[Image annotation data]
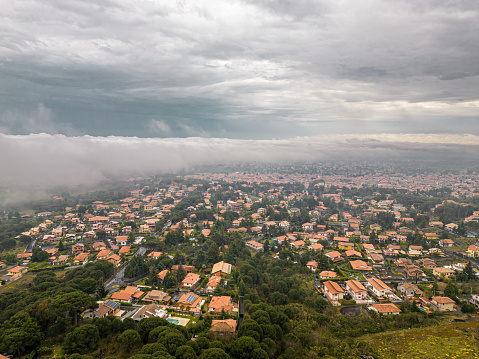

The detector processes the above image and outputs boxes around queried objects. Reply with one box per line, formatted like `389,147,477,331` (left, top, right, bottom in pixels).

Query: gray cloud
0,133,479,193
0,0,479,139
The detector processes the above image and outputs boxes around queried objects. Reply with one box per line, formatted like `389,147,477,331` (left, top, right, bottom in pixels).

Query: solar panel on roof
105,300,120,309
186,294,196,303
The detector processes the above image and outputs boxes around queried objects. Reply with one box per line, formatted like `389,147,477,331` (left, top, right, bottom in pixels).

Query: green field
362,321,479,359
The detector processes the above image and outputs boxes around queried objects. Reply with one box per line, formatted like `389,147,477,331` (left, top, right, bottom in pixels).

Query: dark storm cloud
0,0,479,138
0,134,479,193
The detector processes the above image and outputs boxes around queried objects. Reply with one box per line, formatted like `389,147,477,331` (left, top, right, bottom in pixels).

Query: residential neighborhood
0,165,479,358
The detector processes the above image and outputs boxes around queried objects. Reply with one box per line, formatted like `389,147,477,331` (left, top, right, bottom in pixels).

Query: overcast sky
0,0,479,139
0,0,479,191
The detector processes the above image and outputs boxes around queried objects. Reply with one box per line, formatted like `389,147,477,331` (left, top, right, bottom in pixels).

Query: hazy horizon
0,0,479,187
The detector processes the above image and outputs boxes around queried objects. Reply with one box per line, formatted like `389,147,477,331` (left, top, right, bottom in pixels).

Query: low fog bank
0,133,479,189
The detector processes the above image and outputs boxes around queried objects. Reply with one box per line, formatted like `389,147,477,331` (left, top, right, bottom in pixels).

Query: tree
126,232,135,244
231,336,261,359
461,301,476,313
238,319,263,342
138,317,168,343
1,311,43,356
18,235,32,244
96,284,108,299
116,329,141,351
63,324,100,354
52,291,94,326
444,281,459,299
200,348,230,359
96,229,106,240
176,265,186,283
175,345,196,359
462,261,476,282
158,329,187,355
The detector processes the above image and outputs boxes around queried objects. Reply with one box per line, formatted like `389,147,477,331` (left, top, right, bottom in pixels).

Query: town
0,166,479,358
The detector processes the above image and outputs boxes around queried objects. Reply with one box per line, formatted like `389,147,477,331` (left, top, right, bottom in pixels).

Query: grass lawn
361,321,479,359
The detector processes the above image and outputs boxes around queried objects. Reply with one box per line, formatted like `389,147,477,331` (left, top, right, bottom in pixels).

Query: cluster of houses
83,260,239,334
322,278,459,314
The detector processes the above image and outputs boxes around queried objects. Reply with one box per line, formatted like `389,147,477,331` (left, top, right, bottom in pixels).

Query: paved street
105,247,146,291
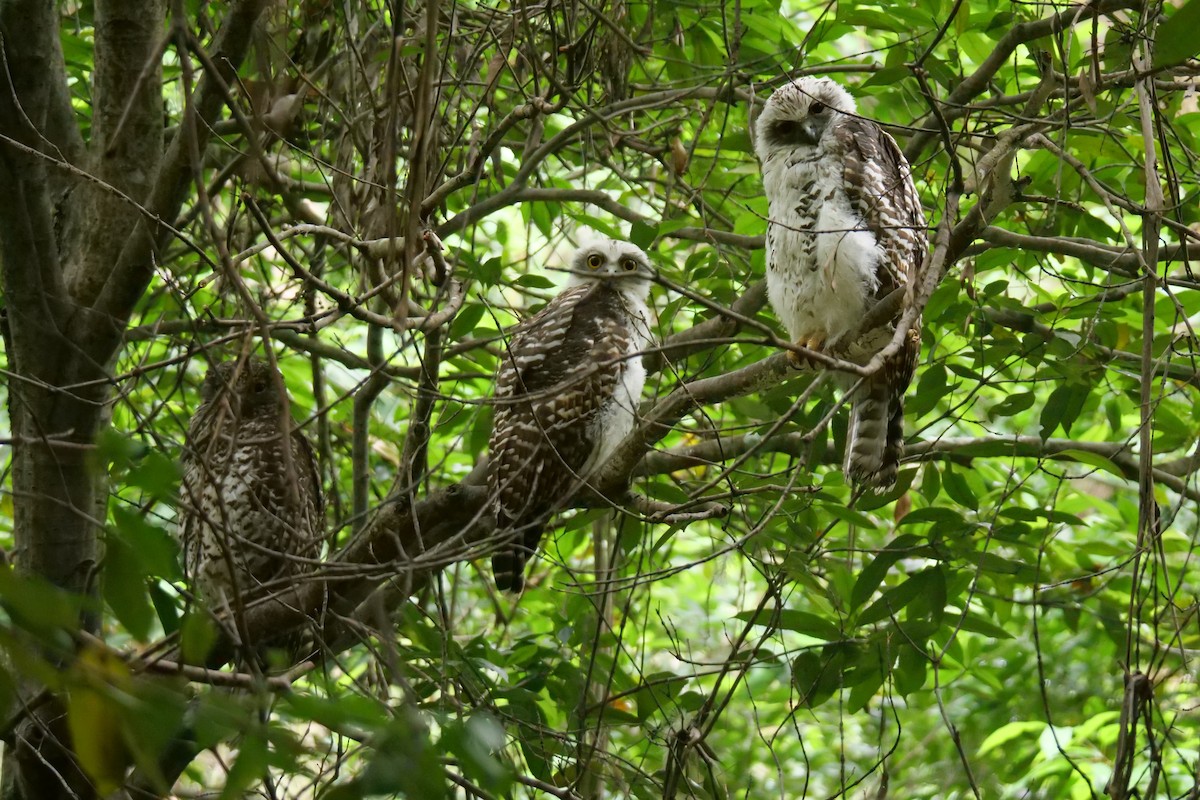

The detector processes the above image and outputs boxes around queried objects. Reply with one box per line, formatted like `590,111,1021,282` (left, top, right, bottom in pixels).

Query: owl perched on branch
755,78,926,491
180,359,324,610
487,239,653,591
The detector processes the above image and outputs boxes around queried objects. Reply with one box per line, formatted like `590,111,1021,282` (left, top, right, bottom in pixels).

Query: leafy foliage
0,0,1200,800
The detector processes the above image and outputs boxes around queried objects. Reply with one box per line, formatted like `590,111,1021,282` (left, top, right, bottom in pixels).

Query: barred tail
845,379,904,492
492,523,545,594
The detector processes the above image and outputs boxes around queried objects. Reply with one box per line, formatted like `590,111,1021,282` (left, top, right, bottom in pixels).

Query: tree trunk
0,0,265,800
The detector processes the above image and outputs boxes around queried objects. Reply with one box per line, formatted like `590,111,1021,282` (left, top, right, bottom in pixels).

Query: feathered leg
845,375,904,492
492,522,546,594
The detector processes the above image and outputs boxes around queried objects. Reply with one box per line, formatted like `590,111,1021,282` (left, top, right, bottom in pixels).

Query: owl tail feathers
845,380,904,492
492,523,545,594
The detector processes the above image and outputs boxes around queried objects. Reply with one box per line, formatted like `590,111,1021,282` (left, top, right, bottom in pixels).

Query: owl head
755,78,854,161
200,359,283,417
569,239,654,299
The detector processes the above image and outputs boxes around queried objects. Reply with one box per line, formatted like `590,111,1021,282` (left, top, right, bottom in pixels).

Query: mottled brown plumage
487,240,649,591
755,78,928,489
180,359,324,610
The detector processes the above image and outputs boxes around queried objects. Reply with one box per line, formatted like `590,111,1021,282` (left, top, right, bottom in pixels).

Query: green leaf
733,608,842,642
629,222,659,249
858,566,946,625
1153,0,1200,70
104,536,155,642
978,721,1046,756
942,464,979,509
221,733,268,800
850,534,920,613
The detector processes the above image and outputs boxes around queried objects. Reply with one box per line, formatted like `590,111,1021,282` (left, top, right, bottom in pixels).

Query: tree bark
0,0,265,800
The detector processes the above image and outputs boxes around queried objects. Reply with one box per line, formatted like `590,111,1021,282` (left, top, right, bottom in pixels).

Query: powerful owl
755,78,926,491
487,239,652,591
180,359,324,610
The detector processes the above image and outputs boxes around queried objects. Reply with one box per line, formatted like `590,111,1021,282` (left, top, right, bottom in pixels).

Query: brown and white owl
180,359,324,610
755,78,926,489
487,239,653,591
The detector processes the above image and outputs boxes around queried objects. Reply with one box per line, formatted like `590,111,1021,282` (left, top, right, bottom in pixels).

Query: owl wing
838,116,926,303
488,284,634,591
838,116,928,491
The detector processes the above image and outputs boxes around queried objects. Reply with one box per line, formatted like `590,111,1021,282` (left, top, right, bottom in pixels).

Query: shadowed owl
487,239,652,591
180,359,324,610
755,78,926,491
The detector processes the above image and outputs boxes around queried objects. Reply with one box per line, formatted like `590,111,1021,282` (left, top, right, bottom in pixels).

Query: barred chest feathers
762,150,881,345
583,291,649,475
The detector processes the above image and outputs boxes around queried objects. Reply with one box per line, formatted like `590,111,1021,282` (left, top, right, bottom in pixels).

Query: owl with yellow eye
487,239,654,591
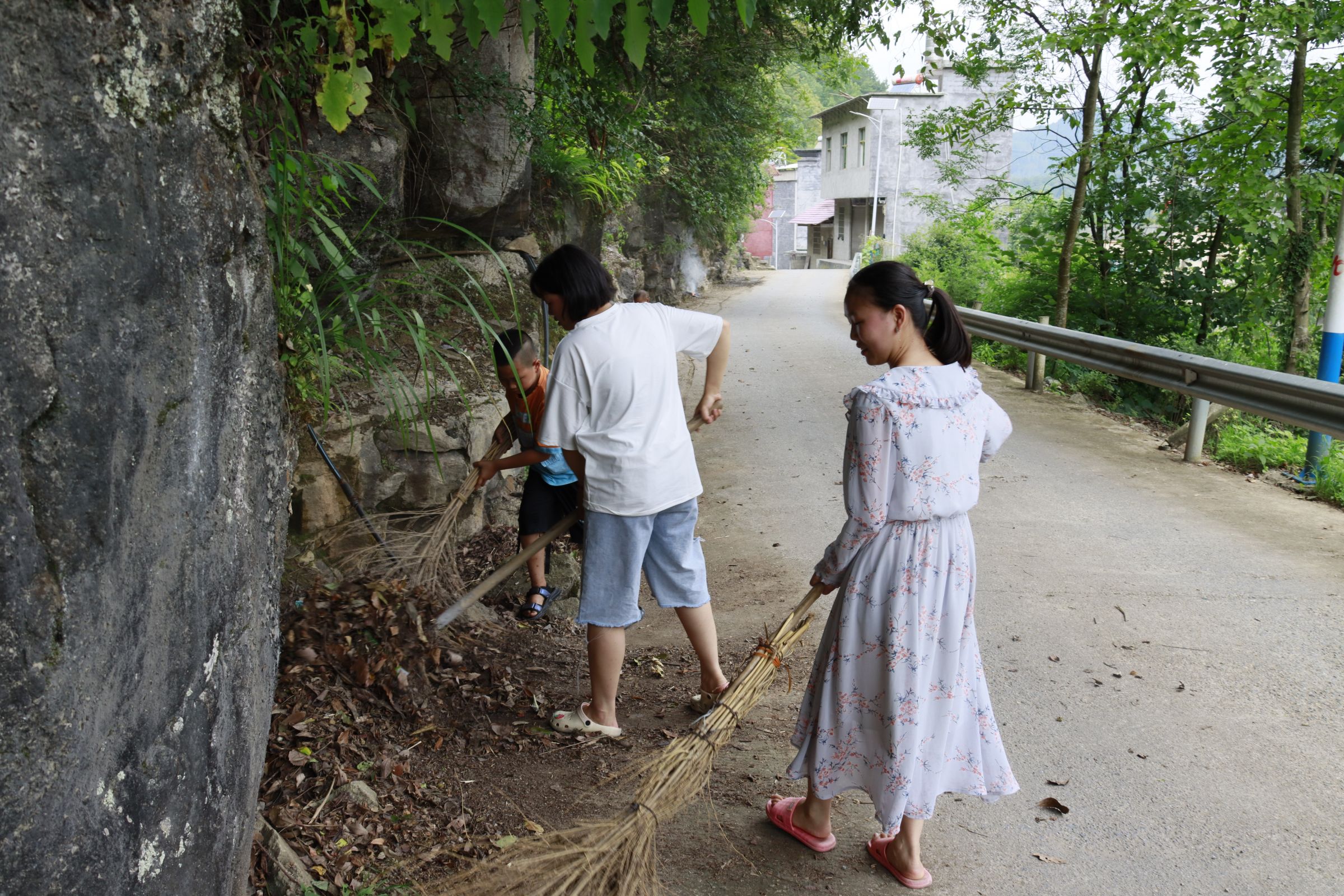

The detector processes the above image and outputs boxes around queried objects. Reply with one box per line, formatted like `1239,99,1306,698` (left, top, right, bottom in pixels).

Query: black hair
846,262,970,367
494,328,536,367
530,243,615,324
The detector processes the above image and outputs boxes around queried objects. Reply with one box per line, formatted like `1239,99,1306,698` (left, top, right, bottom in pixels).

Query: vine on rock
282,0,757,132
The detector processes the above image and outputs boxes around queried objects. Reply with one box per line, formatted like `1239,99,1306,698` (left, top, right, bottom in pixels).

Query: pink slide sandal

- [What is required]: Extract every line of the data above that contains the word "tail".

- [Worked answer]:
Query: barred tail
Query: owl tail feathers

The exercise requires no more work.